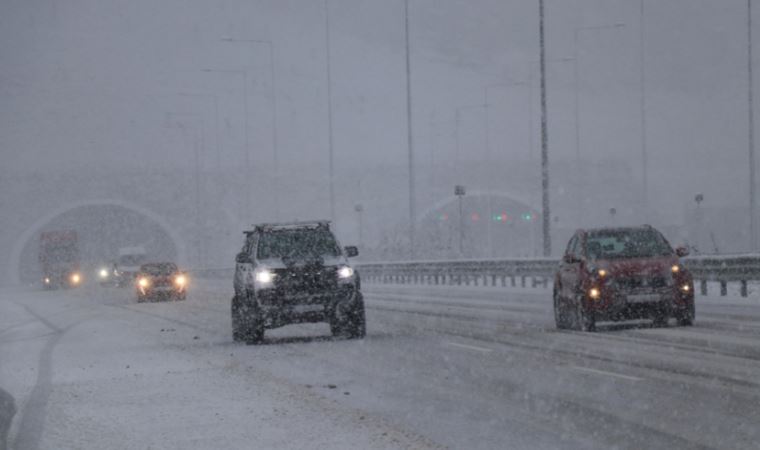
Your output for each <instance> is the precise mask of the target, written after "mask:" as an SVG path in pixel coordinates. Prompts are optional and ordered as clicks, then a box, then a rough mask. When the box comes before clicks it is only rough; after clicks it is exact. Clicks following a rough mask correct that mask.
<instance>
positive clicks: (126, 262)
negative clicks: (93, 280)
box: [119, 255, 145, 266]
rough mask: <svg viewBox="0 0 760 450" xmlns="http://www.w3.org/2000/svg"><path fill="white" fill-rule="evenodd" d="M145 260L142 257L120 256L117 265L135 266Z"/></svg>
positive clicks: (143, 257)
mask: <svg viewBox="0 0 760 450" xmlns="http://www.w3.org/2000/svg"><path fill="white" fill-rule="evenodd" d="M144 259H145V257H144V256H143V255H122V256H120V257H119V264H120V265H122V266H136V265H138V264H140V263H142V261H143V260H144Z"/></svg>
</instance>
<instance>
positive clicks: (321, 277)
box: [274, 266, 338, 294]
mask: <svg viewBox="0 0 760 450" xmlns="http://www.w3.org/2000/svg"><path fill="white" fill-rule="evenodd" d="M274 272H275V282H274V283H275V289H276V290H277V292H278V293H281V294H319V293H324V291H325V290H328V289H335V288H336V287H337V284H338V283H337V272H336V269H335V268H334V267H323V266H304V267H292V268H287V269H276V270H275V271H274Z"/></svg>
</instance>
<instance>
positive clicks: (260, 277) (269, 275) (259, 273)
mask: <svg viewBox="0 0 760 450" xmlns="http://www.w3.org/2000/svg"><path fill="white" fill-rule="evenodd" d="M273 280H274V272H272V271H271V270H268V269H261V270H259V271H257V272H256V282H257V283H260V284H269V283H271V282H272V281H273Z"/></svg>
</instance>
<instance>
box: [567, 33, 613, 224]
mask: <svg viewBox="0 0 760 450" xmlns="http://www.w3.org/2000/svg"><path fill="white" fill-rule="evenodd" d="M624 26H625V24H622V23H616V24H612V25H599V26H593V27H583V28H576V29H575V32H574V35H573V38H574V46H573V55H574V56H573V59H575V68H574V72H575V74H574V85H575V88H574V91H575V164H576V165H577V166H578V171H579V173H578V174H577V178H578V191H579V192H578V195H576V197H577V199H578V205H577V207H576V210H577V212H578V223H579V224H580V223H581V219H582V217H583V192H582V186H581V184H580V182H581V180H582V179H583V176H582V174H581V173H580V170H581V167H582V164H581V113H580V103H581V102H580V68H579V66H580V52H579V51H578V49H579V41H580V34H581V33H582V32H585V31H599V30H613V29H617V28H622V27H624Z"/></svg>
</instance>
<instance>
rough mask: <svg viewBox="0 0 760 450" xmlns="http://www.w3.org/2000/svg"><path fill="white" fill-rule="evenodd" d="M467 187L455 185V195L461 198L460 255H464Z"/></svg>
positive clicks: (459, 250)
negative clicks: (464, 217)
mask: <svg viewBox="0 0 760 450" xmlns="http://www.w3.org/2000/svg"><path fill="white" fill-rule="evenodd" d="M465 193H466V192H465V187H464V186H462V185H456V186H454V195H456V196H457V198H458V199H459V257H460V258H462V257H463V256H464V207H463V205H462V203H463V199H464V196H465Z"/></svg>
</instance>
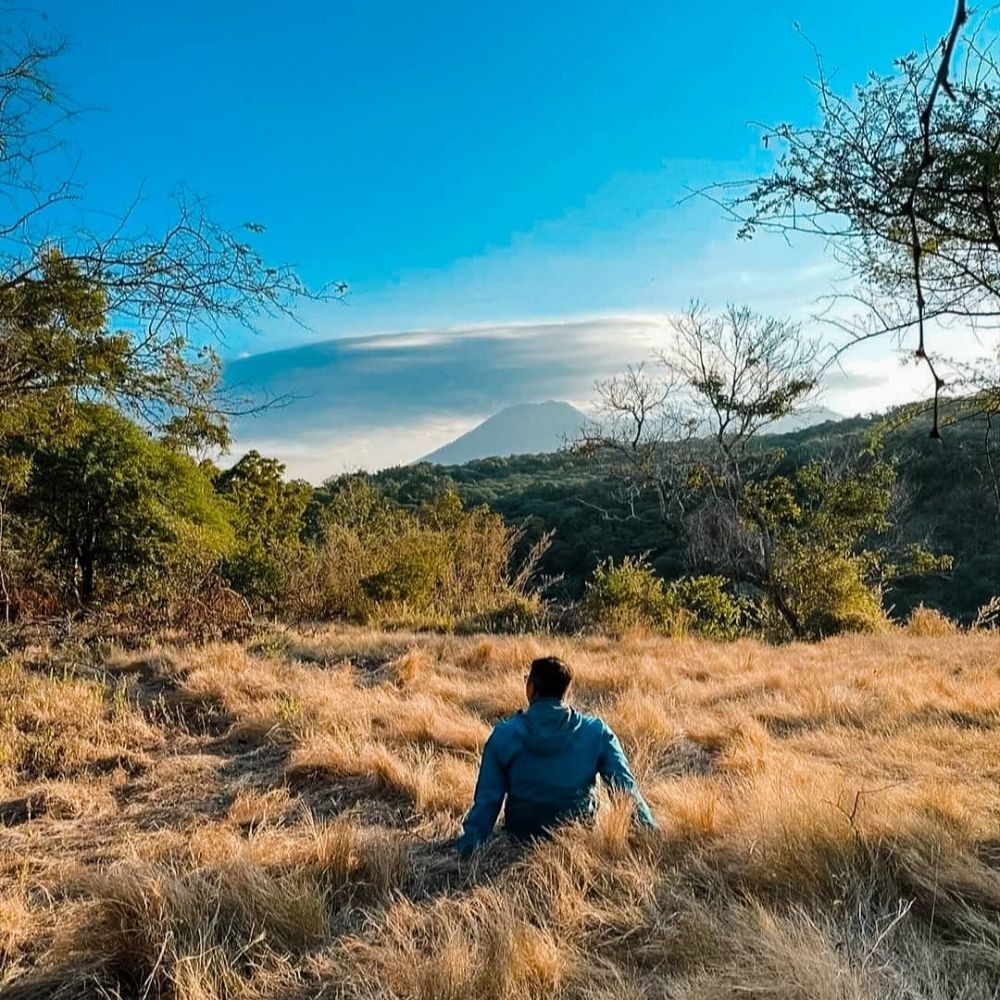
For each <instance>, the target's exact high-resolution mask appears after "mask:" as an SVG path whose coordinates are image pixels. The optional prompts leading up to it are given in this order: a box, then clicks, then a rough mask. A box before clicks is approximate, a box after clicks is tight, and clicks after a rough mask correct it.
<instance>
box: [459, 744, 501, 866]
mask: <svg viewBox="0 0 1000 1000" xmlns="http://www.w3.org/2000/svg"><path fill="white" fill-rule="evenodd" d="M506 794H507V775H506V773H505V772H504V769H503V765H502V764H501V762H500V755H499V753H498V751H497V733H496V730H495V729H494V730H493V732H492V733H491V734H490V738H489V739H488V740H487V741H486V746H484V747H483V759H482V763H481V764H480V765H479V779H478V781H477V782H476V794H475V797H474V798H473V802H472V808H471V809H470V810H469V813H468V815H467V816H466V817H465V822H464V823H463V824H462V836H461V837H459V838H458V840H457V841H456V842H455V850H456V851H458V853H459V854H471V853H472V852H473V851H474V850H475V849H476V848H477V847H479V846H480V844H482V843H483V842H484V841H485V840H486V838H487V837H489V835H490V834H491V833H492V832H493V825H494V824H495V823H496V821H497V816H499V815H500V807H501V806H502V805H503V800H504V797H505V796H506Z"/></svg>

----

Problem – Write out the records again with every "positive clicks" swapped for "inclusion clicks" and nothing else changed. Leave the pictures out.

Response to the exercise –
Your output for each <instance> is the precise mask of the target, written after "mask:" as an SVG path in pixel coordinates. Prompts are optional and ordered as clicks, then a box, then a rough mask. When the box comes before clicks it is only rough; after clicks it is exact. Clicks following a rough mask correct that mask.
<instance>
inclusion clicks: (126, 262)
negative clicks: (93, 280)
box: [119, 255, 145, 266]
rough mask: <svg viewBox="0 0 760 450" xmlns="http://www.w3.org/2000/svg"><path fill="white" fill-rule="evenodd" d="M145 260L142 257L120 256L117 265L135 266Z"/></svg>
inclusion clicks: (143, 257)
mask: <svg viewBox="0 0 760 450" xmlns="http://www.w3.org/2000/svg"><path fill="white" fill-rule="evenodd" d="M144 259H145V257H144V256H143V255H122V256H120V257H119V264H120V265H122V266H136V265H138V264H140V263H142V261H143V260H144Z"/></svg>
</instance>
<instance>
inclusion clicks: (321, 277)
box: [274, 266, 338, 294]
mask: <svg viewBox="0 0 760 450" xmlns="http://www.w3.org/2000/svg"><path fill="white" fill-rule="evenodd" d="M274 272H275V282H274V283H275V289H276V290H277V292H278V293H281V294H319V293H324V291H325V290H328V289H335V288H336V287H337V284H338V283H337V272H336V269H335V268H334V267H323V266H304V267H292V268H287V269H276V270H275V271H274Z"/></svg>
</instance>
<instance>
inclusion clicks: (260, 277) (269, 275) (259, 273)
mask: <svg viewBox="0 0 760 450" xmlns="http://www.w3.org/2000/svg"><path fill="white" fill-rule="evenodd" d="M273 280H274V272H272V271H271V270H268V269H261V270H259V271H257V272H256V282H257V283H260V284H269V283H271V282H272V281H273Z"/></svg>
</instance>
<instance>
box: [567, 33, 613, 224]
mask: <svg viewBox="0 0 760 450" xmlns="http://www.w3.org/2000/svg"><path fill="white" fill-rule="evenodd" d="M624 26H625V24H622V23H616V24H612V25H599V26H593V27H583V28H576V29H575V32H574V35H573V38H574V46H573V55H574V56H573V59H575V68H574V72H575V74H574V85H575V88H574V91H575V164H576V165H577V166H578V171H579V173H578V174H577V178H578V191H579V192H578V195H576V197H577V199H578V205H577V207H576V210H577V212H578V223H579V224H580V223H581V219H582V217H583V192H582V186H581V184H580V182H581V180H582V179H583V176H582V174H581V173H580V170H581V167H582V164H581V113H580V103H581V102H580V68H579V66H580V52H579V51H578V49H579V41H580V34H581V33H582V32H585V31H599V30H613V29H617V28H622V27H624Z"/></svg>
</instance>
<instance>
rough mask: <svg viewBox="0 0 760 450" xmlns="http://www.w3.org/2000/svg"><path fill="white" fill-rule="evenodd" d="M467 187L455 185V195L461 198L460 255H464Z"/></svg>
inclusion clicks: (459, 250)
negative clicks: (464, 217)
mask: <svg viewBox="0 0 760 450" xmlns="http://www.w3.org/2000/svg"><path fill="white" fill-rule="evenodd" d="M465 193H466V192H465V187H464V186H462V185H456V186H454V195H456V196H457V198H458V199H459V257H460V258H462V257H463V256H464V207H463V205H462V203H463V199H464V196H465Z"/></svg>
</instance>
For each <instance>, the target's exact high-resolution mask appears after "mask:" as an SVG path whose coordinates are image pixels. The optional prompts leading up to it are given in this order: a box, then clicks, then a rough mask. A box before clicks is approximate, a box after clicks is tight, and clicks after a rough mask correct it.
<instance>
box: [459, 744, 501, 866]
mask: <svg viewBox="0 0 1000 1000" xmlns="http://www.w3.org/2000/svg"><path fill="white" fill-rule="evenodd" d="M506 794H507V775H506V773H505V772H504V769H503V765H502V764H501V762H500V755H499V753H498V751H497V733H496V730H495V729H494V730H493V732H492V733H491V734H490V738H489V739H488V740H487V741H486V746H484V747H483V759H482V763H481V764H480V765H479V779H478V781H477V782H476V794H475V797H474V798H473V802H472V808H471V809H470V810H469V813H468V815H467V816H466V817H465V822H464V823H463V824H462V836H461V837H459V838H458V840H457V841H456V842H455V850H456V851H458V853H459V854H471V853H472V852H473V851H474V850H475V849H476V848H477V847H479V846H480V844H482V843H483V842H484V841H485V840H486V838H487V837H489V835H490V834H491V833H492V832H493V825H494V824H495V823H496V821H497V816H499V815H500V807H501V806H502V805H503V800H504V797H505V796H506Z"/></svg>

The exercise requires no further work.